REQUIREMENT: Quote the data below verbatim, from the line that contains "Find the vegetation" through the line that contains "<point>145,449</point>", including both of those lines.

DATA SHOWN:
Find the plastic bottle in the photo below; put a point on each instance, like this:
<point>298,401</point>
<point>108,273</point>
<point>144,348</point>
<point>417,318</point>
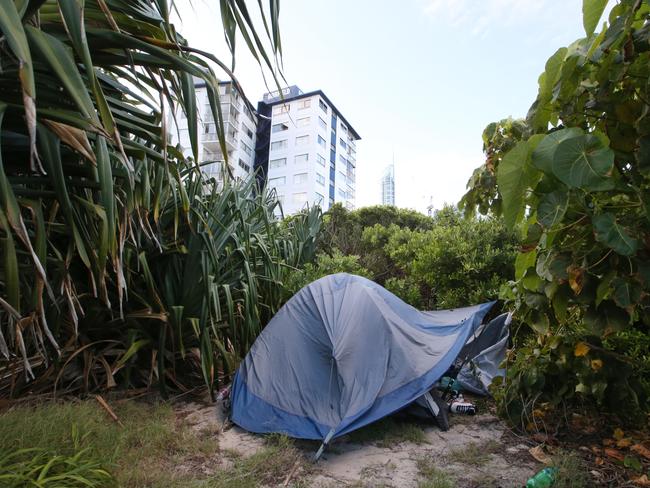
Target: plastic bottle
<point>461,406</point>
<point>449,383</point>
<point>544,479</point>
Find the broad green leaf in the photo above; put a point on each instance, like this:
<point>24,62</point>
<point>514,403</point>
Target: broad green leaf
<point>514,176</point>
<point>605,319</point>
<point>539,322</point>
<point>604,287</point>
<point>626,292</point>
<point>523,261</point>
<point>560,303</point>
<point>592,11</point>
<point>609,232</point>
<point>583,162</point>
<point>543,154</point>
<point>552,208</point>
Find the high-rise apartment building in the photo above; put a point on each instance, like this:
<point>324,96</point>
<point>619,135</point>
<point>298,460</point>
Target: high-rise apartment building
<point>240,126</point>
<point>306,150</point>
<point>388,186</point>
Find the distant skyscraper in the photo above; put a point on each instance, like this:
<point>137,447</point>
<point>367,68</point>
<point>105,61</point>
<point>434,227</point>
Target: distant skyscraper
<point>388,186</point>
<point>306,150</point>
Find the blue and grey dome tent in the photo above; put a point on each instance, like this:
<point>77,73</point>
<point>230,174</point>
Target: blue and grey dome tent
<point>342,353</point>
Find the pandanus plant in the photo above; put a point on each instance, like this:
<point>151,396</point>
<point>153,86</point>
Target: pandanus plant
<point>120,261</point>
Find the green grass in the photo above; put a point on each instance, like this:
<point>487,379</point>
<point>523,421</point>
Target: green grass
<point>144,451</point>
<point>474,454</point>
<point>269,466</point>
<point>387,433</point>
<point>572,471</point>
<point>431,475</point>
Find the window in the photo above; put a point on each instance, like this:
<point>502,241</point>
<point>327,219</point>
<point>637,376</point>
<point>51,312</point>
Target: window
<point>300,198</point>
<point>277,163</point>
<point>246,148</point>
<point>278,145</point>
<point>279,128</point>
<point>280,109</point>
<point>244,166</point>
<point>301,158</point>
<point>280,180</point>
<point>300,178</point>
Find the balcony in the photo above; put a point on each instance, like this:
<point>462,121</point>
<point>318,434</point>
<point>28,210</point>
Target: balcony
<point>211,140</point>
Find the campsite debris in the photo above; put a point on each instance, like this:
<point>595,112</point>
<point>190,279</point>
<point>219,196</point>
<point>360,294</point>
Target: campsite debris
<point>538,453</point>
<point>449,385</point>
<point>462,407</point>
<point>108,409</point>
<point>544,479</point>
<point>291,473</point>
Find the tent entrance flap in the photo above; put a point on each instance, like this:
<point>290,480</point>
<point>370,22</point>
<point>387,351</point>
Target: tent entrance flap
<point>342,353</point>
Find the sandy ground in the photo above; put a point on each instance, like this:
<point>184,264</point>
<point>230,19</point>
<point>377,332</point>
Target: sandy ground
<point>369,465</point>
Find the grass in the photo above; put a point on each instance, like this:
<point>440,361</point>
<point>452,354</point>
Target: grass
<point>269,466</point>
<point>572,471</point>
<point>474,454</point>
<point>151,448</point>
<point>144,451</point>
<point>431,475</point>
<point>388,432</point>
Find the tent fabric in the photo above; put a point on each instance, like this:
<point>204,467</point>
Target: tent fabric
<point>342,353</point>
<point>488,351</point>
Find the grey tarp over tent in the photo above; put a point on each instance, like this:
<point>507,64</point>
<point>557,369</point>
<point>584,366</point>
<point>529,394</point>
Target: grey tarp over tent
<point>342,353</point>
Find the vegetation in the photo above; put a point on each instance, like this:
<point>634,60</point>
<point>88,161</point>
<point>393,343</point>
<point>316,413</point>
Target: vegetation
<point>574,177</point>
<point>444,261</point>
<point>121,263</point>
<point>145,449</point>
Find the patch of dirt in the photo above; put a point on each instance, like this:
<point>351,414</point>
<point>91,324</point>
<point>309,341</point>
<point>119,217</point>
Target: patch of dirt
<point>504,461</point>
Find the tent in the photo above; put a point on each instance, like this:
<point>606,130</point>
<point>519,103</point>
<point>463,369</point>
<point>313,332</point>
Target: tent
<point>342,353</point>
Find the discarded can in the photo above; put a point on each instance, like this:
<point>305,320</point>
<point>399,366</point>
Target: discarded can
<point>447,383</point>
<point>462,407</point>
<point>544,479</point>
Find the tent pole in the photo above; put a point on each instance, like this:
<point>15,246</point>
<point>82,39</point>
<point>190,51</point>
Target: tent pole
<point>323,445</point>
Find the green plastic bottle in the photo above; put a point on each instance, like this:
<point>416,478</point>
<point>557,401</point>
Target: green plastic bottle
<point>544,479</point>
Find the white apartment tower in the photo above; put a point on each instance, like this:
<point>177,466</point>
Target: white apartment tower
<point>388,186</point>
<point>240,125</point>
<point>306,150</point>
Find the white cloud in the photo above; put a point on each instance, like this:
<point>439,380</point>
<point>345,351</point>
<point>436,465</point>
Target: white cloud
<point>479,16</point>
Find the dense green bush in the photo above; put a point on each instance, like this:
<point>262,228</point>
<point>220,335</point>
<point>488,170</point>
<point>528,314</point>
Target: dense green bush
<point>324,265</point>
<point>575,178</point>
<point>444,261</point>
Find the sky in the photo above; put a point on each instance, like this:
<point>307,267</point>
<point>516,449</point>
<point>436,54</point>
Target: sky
---
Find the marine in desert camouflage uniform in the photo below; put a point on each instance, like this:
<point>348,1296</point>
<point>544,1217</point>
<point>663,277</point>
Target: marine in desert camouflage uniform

RESPONSE TO THIS EXERCISE:
Find the vegetation in the photo above; put a point on each instance, like this:
<point>634,60</point>
<point>88,161</point>
<point>393,343</point>
<point>316,413</point>
Target: vegetation
<point>574,177</point>
<point>444,261</point>
<point>121,263</point>
<point>145,449</point>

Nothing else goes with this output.